Selection:
* Start *

“The Princesse du Pays de la Porcelaine,”
by James A. McNeill Whistler.

In the Freer Collection, Smithsonian Institution.

All through the sixties this misapprehension of purpose and aim persisted, and toward 1870 another riddle was presented with the appearance of the nocturnes. They were things done along the Thames at dusk and were revelations of that blue-air envelope which forms when the shadow of the world begins to creep up the Eastern sky. The idea had perhaps been suggested to Whistler in the color prints of Hiroshige and he had afterward found its reality in English twilights. Such a motive was quite the opposite of Turner’s blazing sunset upon which the generations had been reared. Everything was muffled, vague in outline, half seen as to place. Much was left to the imagination, and as for the composition, it was arranged with the greatest simplicity. Indeed, it was so simple that people thought it must be foolish and said so without hesitation.

* End *

Entries pointing to labeled objects:
* Start *

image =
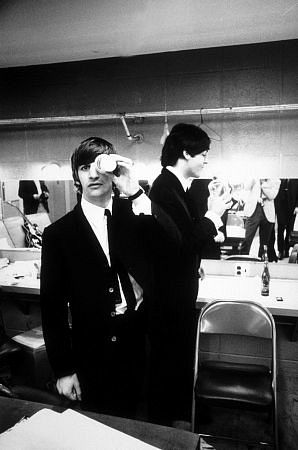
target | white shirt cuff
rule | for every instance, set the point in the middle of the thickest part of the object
(142, 205)
(214, 218)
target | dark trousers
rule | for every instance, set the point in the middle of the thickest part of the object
(255, 221)
(283, 235)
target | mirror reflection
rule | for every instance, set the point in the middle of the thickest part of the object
(262, 212)
(27, 206)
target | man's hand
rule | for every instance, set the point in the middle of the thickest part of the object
(219, 204)
(69, 386)
(127, 180)
(220, 237)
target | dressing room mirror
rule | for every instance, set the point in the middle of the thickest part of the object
(235, 218)
(17, 201)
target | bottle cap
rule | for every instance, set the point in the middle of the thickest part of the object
(105, 163)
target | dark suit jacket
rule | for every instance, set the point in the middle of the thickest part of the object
(173, 317)
(286, 200)
(75, 270)
(26, 190)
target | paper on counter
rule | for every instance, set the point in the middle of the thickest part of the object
(70, 430)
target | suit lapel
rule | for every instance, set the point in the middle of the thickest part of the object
(178, 191)
(91, 245)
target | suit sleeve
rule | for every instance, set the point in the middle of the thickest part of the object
(54, 306)
(26, 190)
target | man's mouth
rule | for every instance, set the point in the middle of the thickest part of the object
(95, 184)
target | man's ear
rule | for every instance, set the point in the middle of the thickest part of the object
(186, 155)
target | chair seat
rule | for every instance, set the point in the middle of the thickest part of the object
(8, 347)
(246, 385)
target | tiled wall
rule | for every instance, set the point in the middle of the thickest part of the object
(258, 74)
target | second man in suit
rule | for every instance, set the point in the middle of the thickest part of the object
(183, 158)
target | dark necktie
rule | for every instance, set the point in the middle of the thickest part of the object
(118, 270)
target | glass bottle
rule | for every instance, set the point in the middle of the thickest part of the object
(265, 274)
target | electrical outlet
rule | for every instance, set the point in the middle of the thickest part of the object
(241, 269)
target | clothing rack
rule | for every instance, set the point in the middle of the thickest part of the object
(134, 115)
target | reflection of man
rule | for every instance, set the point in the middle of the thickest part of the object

* End *

Objective:
Copy the passage on Whistler's nocturnes in full, word for word. Work only from the passage on Whistler's nocturnes.

Response to this task:
“The Princesse du Pays de la Porcelaine,”
by James A. McNeill Whistler.

In the Freer Collection, Smithsonian Institution.

All through the sixties this misapprehension of purpose and aim persisted, and toward 1870 another riddle was presented with the appearance of the nocturnes. They were things done along the Thames at dusk and were revelations of that blue-air envelope which forms when the shadow of the world begins to creep up the Eastern sky. The idea had perhaps been suggested to Whistler in the color prints of Hiroshige and he had afterward found its reality in English twilights. Such a motive was quite the opposite of Turner’s blazing sunset upon which the generations had been reared. Everything was muffled, vague in outline, half seen as to place. Much was left to the imagination, and as for the composition, it was arranged with the greatest simplicity. Indeed, it was so simple that people thought it must be foolish and said so without hesitation.